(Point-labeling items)
>>>

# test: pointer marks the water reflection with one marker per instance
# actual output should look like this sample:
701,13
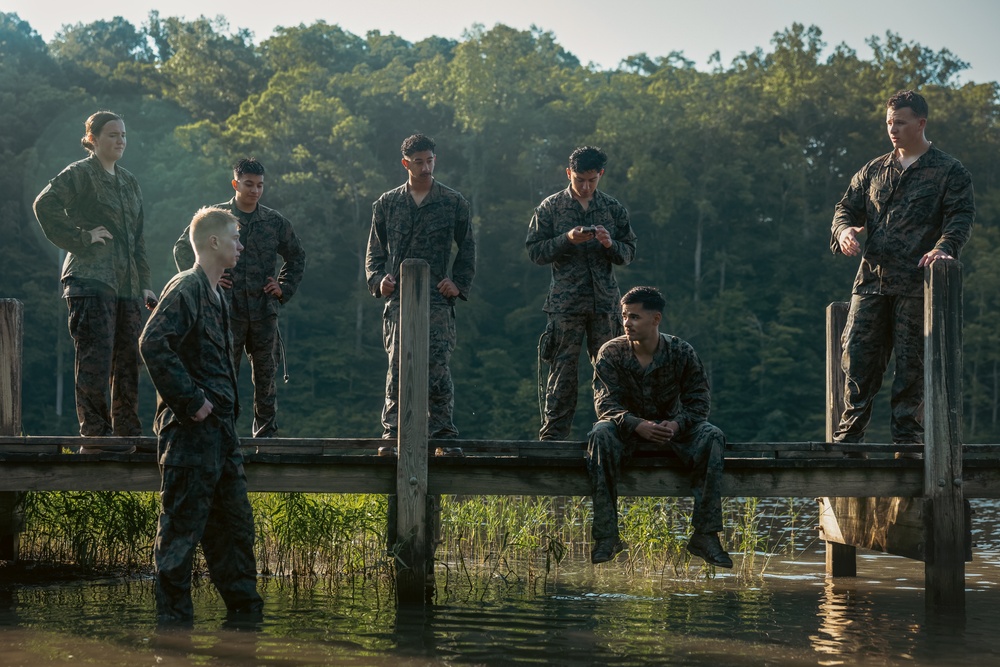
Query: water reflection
790,615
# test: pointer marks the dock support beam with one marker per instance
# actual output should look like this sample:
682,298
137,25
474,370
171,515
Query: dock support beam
944,529
11,337
841,559
414,573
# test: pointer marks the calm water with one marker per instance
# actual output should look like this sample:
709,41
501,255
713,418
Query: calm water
789,615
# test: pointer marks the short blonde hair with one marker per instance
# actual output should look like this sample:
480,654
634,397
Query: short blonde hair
208,222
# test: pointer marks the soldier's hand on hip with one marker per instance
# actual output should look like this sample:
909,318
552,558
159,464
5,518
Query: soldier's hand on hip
99,234
447,288
387,286
848,241
203,412
933,256
273,288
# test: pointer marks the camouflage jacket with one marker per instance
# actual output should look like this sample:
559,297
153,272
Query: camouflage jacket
673,387
402,230
84,196
583,276
906,214
267,235
188,350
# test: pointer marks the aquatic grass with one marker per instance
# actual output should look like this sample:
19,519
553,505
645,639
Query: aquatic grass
110,529
486,543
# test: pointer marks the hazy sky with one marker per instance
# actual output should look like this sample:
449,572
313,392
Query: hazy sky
602,32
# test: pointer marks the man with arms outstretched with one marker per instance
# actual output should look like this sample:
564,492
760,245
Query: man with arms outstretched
916,205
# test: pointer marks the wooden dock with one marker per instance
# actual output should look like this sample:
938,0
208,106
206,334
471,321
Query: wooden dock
948,475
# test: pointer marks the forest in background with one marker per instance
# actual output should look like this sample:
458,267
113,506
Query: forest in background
730,176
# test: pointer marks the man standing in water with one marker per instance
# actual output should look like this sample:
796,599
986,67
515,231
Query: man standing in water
421,219
253,291
188,351
650,389
917,205
583,233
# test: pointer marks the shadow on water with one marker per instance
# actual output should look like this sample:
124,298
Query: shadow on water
788,615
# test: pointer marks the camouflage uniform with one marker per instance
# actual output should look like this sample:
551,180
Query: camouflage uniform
103,285
255,313
673,387
906,214
583,295
203,489
402,230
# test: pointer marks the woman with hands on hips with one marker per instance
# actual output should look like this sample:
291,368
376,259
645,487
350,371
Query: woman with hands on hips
93,210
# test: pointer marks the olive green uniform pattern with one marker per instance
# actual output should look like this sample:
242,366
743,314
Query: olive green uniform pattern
583,297
440,390
187,349
402,230
673,387
876,325
260,340
561,347
266,236
906,214
102,368
103,284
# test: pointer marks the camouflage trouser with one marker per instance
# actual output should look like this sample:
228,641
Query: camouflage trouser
440,390
877,326
208,504
700,449
105,331
561,350
260,339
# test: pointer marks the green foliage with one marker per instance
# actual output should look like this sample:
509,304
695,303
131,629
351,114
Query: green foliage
730,175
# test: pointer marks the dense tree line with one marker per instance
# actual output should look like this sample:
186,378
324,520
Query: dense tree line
730,175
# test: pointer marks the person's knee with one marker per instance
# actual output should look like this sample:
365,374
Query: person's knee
603,437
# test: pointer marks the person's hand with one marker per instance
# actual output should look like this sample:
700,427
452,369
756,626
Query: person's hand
849,241
447,288
387,286
203,412
272,287
580,234
603,236
933,256
149,298
99,234
660,433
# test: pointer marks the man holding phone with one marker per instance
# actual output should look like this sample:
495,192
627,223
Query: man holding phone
583,233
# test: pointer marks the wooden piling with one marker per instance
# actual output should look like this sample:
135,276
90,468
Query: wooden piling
841,559
11,336
944,509
414,578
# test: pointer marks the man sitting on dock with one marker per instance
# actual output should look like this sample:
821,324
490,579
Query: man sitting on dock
650,389
188,350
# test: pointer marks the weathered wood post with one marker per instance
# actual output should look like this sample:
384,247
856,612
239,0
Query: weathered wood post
412,580
11,342
944,504
841,559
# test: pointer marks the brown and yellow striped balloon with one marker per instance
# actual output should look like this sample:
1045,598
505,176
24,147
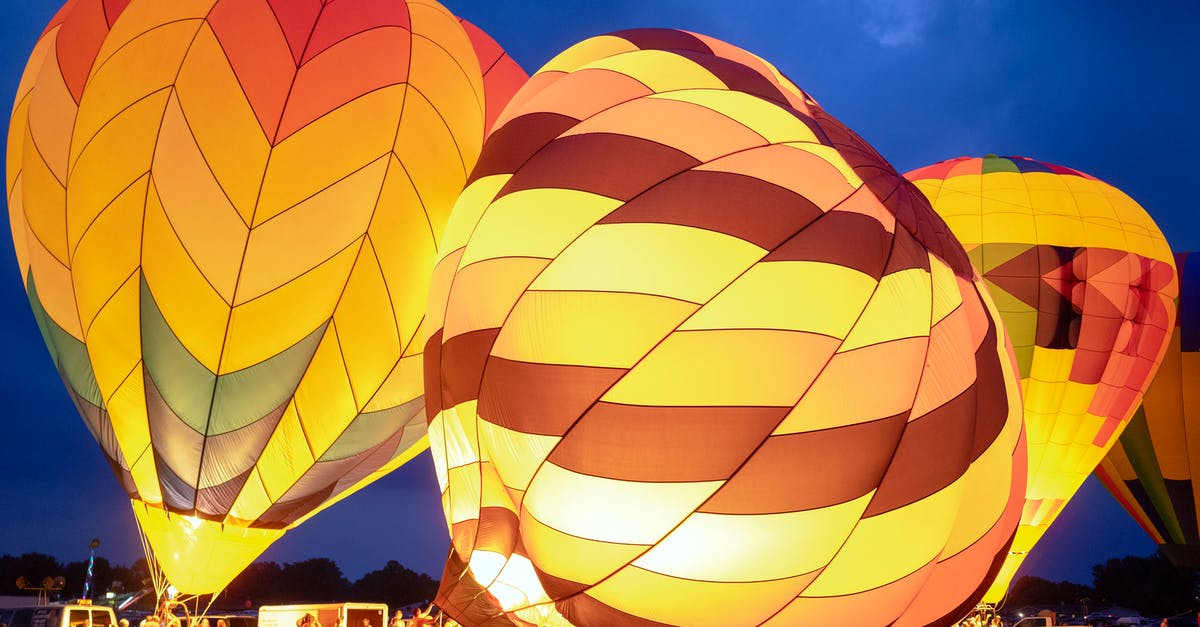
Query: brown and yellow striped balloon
228,248
701,357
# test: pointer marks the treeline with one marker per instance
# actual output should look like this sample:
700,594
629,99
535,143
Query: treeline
317,580
1151,585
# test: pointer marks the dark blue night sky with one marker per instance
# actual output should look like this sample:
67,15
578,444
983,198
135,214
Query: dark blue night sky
1107,88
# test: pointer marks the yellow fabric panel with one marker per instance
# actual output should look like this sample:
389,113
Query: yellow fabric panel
468,210
426,148
660,70
871,556
732,366
768,119
587,51
286,457
201,555
119,352
366,328
516,454
441,69
607,329
402,384
573,557
483,294
651,258
463,493
223,124
109,252
611,509
306,162
311,232
45,199
252,501
195,311
754,548
258,332
54,290
781,296
695,603
532,222
849,388
405,249
899,308
324,399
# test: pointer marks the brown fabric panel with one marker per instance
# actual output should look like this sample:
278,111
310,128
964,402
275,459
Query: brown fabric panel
841,238
462,360
805,471
906,254
990,393
611,165
744,207
742,78
582,609
663,40
642,443
544,399
431,368
513,144
497,530
934,452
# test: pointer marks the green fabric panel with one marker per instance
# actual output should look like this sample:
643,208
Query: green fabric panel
251,393
1140,451
69,353
370,429
997,165
185,383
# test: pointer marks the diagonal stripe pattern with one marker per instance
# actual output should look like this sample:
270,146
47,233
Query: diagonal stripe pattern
701,357
227,214
1085,284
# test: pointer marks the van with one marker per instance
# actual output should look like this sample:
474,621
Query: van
63,615
327,614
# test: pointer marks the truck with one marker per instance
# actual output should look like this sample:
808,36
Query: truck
327,615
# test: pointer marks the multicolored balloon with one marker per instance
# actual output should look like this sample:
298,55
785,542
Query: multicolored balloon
1151,467
701,357
234,279
1085,284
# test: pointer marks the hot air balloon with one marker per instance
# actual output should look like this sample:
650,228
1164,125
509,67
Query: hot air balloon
1085,284
1150,469
227,250
688,366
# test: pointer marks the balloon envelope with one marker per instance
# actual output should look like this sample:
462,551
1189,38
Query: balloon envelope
1085,284
701,357
1152,467
233,264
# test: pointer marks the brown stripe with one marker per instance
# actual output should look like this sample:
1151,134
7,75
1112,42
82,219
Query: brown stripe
843,238
934,452
906,254
514,143
544,399
665,443
462,365
991,393
744,207
611,165
739,77
805,471
582,609
663,40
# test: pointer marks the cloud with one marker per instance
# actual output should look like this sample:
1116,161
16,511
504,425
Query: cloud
898,23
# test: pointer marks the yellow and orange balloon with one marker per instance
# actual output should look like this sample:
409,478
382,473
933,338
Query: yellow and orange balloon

<<<

__What needs to be done__.
Copy the items line for line, starting at the line that contains "# test: pointer marks the diagonal" and ending with the last line of the items.

__Exercise response__.
# test: pointer marks the diagonal stripe pattern with one marker per instance
# actual output should look like this sample:
270,146
47,233
Query: diagonal stripe pattern
701,357
227,214
1085,284
# test: pointer marks the van with one marker per instance
# actual output should look like this sample:
474,621
Query: van
63,615
327,614
# test: pointer marks the truck with one marker per instance
# actual output should look like this sample:
808,36
Query: truck
327,615
# test: pointer marks the multicolored balloon with one marker per instance
# actual output should look like this sample:
298,55
785,542
Query: multicolored balloon
1151,467
701,357
234,279
1085,284
# test: pointer marks the hot air balloon with one marker per instance
# actual output should look like this sample:
650,228
1164,125
509,67
Query: hot air balloon
1085,284
1150,469
227,250
688,366
# test: pointer marks the balloon envelope with one marker per instance
# actual output should look like this sample:
462,551
1189,38
Query: balloon envelope
1085,284
701,357
1152,467
233,264
# test: pointer marks the brown stripe with one marker per instance
# actual output should look like this sample:
1151,134
7,75
1112,42
82,219
Query: brown stripe
843,238
934,452
906,254
514,143
544,399
665,443
462,365
991,393
744,207
611,165
739,77
805,471
582,609
663,40
# test: pointer marks the cloud with one marker per instance
# actual output should look like this sample:
1116,161
16,511
504,425
Query: cloud
898,23
# test: pointer marks the yellow and orange balloon with one marker per instance
# actual output should look like this sample:
409,478
382,473
933,338
Query: yellow and orange balloon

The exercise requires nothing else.